[About this task]: Images within the entries are to be omitted; the remainder must be reproduced exactly.

(Beginning of Exercise input)

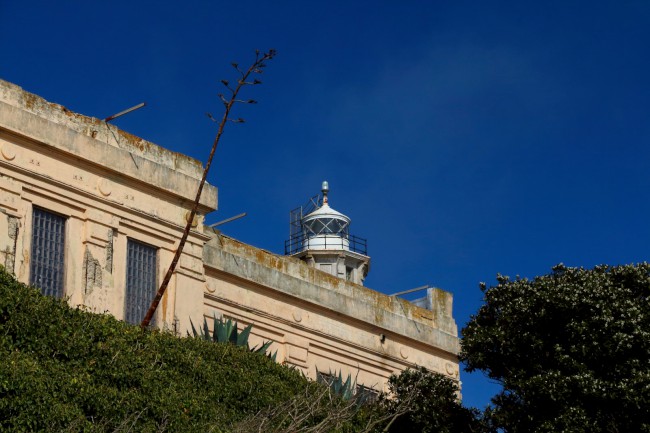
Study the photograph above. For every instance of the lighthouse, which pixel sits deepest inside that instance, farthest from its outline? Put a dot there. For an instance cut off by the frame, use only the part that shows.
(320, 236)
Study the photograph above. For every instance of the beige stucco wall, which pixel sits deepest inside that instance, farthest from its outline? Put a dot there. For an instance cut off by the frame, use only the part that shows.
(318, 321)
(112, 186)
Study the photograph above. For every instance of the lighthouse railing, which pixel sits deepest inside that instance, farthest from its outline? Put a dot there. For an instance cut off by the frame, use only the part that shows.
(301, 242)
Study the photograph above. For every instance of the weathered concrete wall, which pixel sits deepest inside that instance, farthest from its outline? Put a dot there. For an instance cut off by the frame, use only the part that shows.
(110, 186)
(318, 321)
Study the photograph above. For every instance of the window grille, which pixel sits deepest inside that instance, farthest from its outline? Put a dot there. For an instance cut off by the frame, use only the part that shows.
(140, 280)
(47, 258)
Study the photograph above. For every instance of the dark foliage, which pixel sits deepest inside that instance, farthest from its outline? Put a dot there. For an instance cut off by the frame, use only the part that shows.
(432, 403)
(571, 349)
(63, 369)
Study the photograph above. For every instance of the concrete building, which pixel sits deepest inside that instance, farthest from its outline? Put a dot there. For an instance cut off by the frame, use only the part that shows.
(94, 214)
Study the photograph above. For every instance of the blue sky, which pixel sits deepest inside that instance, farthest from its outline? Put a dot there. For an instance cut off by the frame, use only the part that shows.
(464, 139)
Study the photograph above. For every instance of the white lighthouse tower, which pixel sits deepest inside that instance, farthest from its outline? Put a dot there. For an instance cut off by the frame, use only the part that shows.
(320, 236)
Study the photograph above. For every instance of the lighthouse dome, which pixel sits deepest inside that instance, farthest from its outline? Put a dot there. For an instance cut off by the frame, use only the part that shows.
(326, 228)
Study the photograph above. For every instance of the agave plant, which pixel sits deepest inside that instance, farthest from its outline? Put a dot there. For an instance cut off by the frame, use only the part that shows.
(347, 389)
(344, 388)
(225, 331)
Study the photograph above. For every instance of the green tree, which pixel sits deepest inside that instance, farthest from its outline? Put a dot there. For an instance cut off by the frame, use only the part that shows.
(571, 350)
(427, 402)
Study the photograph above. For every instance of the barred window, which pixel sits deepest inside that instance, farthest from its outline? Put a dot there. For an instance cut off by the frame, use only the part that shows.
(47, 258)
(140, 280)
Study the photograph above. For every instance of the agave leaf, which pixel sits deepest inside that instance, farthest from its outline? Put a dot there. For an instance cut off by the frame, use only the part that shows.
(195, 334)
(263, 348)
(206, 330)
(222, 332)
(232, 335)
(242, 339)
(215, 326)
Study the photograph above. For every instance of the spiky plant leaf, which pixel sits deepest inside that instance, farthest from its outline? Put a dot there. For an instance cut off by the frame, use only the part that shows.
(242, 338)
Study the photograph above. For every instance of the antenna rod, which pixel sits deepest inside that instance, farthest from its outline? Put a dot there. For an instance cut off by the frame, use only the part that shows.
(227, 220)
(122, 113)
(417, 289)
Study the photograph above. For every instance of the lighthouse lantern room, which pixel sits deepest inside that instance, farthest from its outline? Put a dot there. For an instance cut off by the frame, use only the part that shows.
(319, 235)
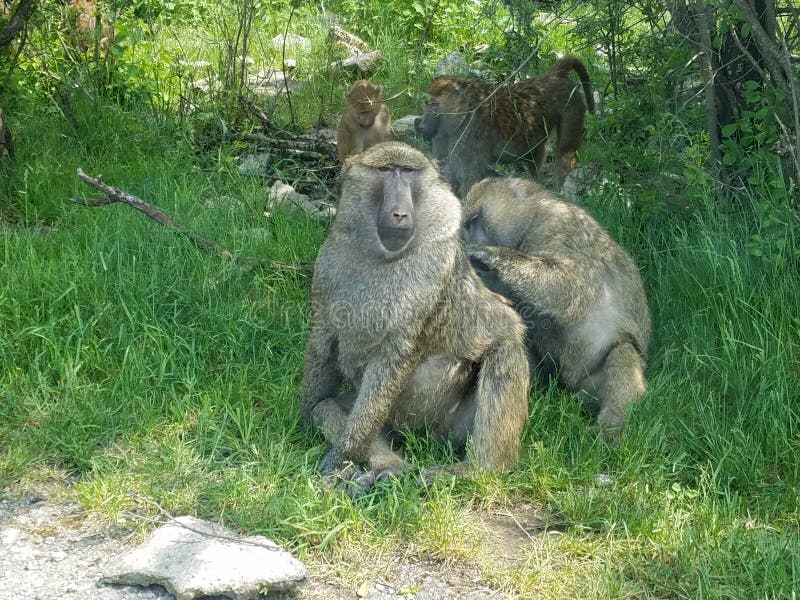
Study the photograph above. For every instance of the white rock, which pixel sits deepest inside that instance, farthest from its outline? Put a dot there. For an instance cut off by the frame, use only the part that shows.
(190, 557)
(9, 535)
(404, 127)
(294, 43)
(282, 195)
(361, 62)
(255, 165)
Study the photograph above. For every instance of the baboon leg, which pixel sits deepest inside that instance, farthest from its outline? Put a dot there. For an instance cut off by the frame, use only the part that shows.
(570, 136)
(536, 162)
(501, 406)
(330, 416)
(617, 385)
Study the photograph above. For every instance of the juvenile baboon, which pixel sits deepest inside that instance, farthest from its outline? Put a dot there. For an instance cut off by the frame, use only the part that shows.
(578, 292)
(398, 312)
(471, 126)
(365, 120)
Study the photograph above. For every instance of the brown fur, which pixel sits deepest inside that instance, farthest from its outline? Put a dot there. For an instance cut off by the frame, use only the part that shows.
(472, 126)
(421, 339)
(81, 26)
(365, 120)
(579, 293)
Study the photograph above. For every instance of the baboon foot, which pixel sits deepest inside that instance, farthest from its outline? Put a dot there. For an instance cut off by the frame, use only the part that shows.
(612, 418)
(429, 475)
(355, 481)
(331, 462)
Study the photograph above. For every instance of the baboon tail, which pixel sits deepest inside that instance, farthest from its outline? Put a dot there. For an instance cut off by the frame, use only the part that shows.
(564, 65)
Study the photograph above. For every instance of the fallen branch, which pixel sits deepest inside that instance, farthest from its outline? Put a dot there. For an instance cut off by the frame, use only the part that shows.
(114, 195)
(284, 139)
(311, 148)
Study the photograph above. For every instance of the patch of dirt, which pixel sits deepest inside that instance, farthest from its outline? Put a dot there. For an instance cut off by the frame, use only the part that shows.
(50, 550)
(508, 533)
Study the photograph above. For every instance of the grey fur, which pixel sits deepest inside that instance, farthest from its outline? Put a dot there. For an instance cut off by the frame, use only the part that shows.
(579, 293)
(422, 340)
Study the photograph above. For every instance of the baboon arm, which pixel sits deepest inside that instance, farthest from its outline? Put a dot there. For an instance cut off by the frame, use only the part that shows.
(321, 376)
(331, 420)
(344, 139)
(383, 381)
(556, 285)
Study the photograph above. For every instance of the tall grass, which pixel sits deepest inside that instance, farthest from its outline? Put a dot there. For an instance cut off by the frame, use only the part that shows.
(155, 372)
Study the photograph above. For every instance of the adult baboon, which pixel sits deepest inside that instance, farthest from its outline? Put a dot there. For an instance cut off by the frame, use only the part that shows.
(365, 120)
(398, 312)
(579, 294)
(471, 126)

(End of Exercise input)

[Reply to the task]:
Study the photograph above. For every instance of the lighthouse, which pixel sits deepest inside that instance, farthest from its outline? Put a dot there. For an instance cut off by the frame, use only the part that shows.
(320, 236)
Study the photograph above. For every instance of the beige stucco wall, which pixel sits deepest inside that instance, farthest from its outline? Put a dot there. For an instance cut off by the frame, use only the part that shows.
(318, 321)
(112, 186)
Study the photograph above. For every instance of the lighthouse railing, which pixel sits deepest inside that instance, farthest from its outline? Put a dot there. For an instance cut off by the frame, use only the part that shows.
(301, 242)
Study the photograph above. For every instance of the weathered concrete wall, which pixel sits deepest inside that instance, farthest from its outline? Put a dot there. For an instance cut off by the frame, use only the part that shows.
(110, 186)
(318, 321)
Study the photograph above. For every instance of the window grille, which pixel sits deepest inside that instance, farthest from its outline? Put a dot there. For an instance cut off by the frame, use only the part that shows.
(140, 280)
(47, 258)
Study the photograph above. For every instance of the dark foliage, which pixel sits deepest inside that instance, farthest from its outline? Put a dot there. For an instance cut off by the frame, use only the part that shows.
(432, 403)
(571, 349)
(63, 369)
Study the photograph above. For every instance of the concrete building, which pixel sits deepest inside that instance, farthest from its outline? Put a dot there. For an instance cut off by the frame, use only the part that shows.
(94, 214)
Study the photograph above. For every instance of the blue sky, which pixel sits deepest inside that instance, farthest from its outline? Put a dot there. For an instance cut off by the frame, use only the part that shows.
(464, 139)
Study the photograph above. For every instance of the white lighthouse tower, which pixel sits deepest inside that instance, farthest from its outline? Put a dot there. For an instance cut off by the frame, use only the part that shows.
(320, 236)
Study the photograph above. For every instance of the lighthouse dome, which pixel sits deepest inside that instance, farthest from its outline? Put a dot there. For an instance cut off by the frame, use only the part that shows.
(326, 228)
Study the photograph above. For every instance of the agave plant, which pixel sits deepest inside that instance, farthest from its outline? Put a dot there. For an instance cut off by the frame, use only the part that shows.
(347, 389)
(344, 388)
(225, 331)
Study the photograph above. For every instance of the green tree, which pixel sits deepest inside that instance, farthest from its outline? Put a dot there. For an instance cut off by the frame, use only the part that shows.
(571, 350)
(427, 402)
Study the photograph above. For every instance of the barred window, which pixel sits deepest inside that instance, farthest from its outline? Put a dot there. For an instance cut off by the frame, use only the part that shows.
(47, 258)
(140, 280)
Study the photograph above. For every instance of the agave leaf, which pixel sits deepest inside that instance, farthest from its outline? Put a dot there. For an instance cut off by the frame, use only the part that shows.
(195, 334)
(263, 348)
(206, 330)
(222, 332)
(232, 335)
(242, 339)
(215, 326)
Study the photograph above. For every instance of the spiky plant leaf, which pixel sits deepest inside that instance, farthest from its outline? Put a dot there. For an instance cut off by the frame, use only the part that shows.
(242, 338)
Study the photograph above. For every instance of the antenna rod, which pixel sits deepest inside that instance, farthest from its outline? Put a dot there. For an instance cut off by the frame, use only the part that shows.
(227, 220)
(122, 113)
(417, 289)
Study the photograph above. For every instance of the lighthouse lantern room, which pixel sits deepest inside that instance, farthest from its outline? Put a dot there. For an instance cut off by the frame, use only the part that shows.
(319, 235)
Study the photograph above. For every instance of the white rock, which pixel sits deepest inside that instance, farthest from its outline? Put a dot there. For an instance cut off by the frame, use only the part that shows.
(190, 557)
(9, 535)
(404, 127)
(294, 43)
(282, 195)
(361, 62)
(255, 165)
Study the photograph above. For every instance of the baboon leg, which pixel sits deepest inside that instance, farthest from its outline? Put a dot there. For an instance cut off by the frame, use only the part that shows.
(570, 136)
(536, 162)
(501, 406)
(330, 416)
(617, 385)
Study the photograph above. For every instance of the juvenile baboon, which pixel sits deepest inside that instance, farthest from its outline? Put a dot there. For an instance cut off by the frame, use only the part that shows.
(578, 292)
(398, 312)
(471, 126)
(365, 120)
Study the photograph above. For every instance of the brown fur, which pixel sits deepest inside that instance, farthest from its outline? Put a dot there. For an instance cut off by the frame, use only the part that shows.
(472, 126)
(421, 339)
(81, 26)
(365, 120)
(579, 293)
Study the photograph above. For every instance of the baboon foot, which pixel sits deepest inside that instance, farthest from its outline? Put a dot there. For an instance cut off by the frame, use only the part that shows.
(612, 418)
(429, 475)
(355, 481)
(331, 462)
Study the photograph above. For every instance of the baboon tail, which pixel sits deepest inside that instance, farthest from its outline? Put a dot there. For an instance cut off by the frame, use only the part that shows.
(564, 65)
Study the photograph above. For every instance of the fallen branch, which pixel sits deepest inside that instance, farthest from its outline? Put a dot there. For an instance cut off by the frame, use only the part that shows.
(114, 195)
(284, 139)
(311, 148)
Study the photograph above. For every instance of the patch of dirt, which pixel sits deepest inside that instance, farthest from its outline? Put a dot there. For an instance cut off by the frame, use only the part that shows.
(50, 550)
(508, 533)
Study the photograph above. For every instance of the grey fur, which pixel sits deepest inside that instance, farthest from its outline? Put a dot there. For an instance cut off by the frame, use only the part that shows.
(579, 293)
(422, 340)
Study the photograph above. For every instance of the baboon arm, which pixel sits deepest inside that instance, farthest from its outline? Put a dot there. For an instance cut off by the frame, use only the part that shows.
(321, 376)
(331, 420)
(344, 139)
(383, 381)
(556, 285)
Study the photograph above. For every instance of the tall grass, which pixel sits deepest inside that instance, farthest from its outline? Put a dot there. For an instance cut off by the frame, use only the part that shows.
(155, 372)
Study the photograph above. For every instance of the adult baboon, which pixel sits deepest inside that instance, farthest from its outline? Put a dot there. For an instance cut off by the frame, use only the part that shows.
(365, 120)
(398, 312)
(579, 294)
(471, 126)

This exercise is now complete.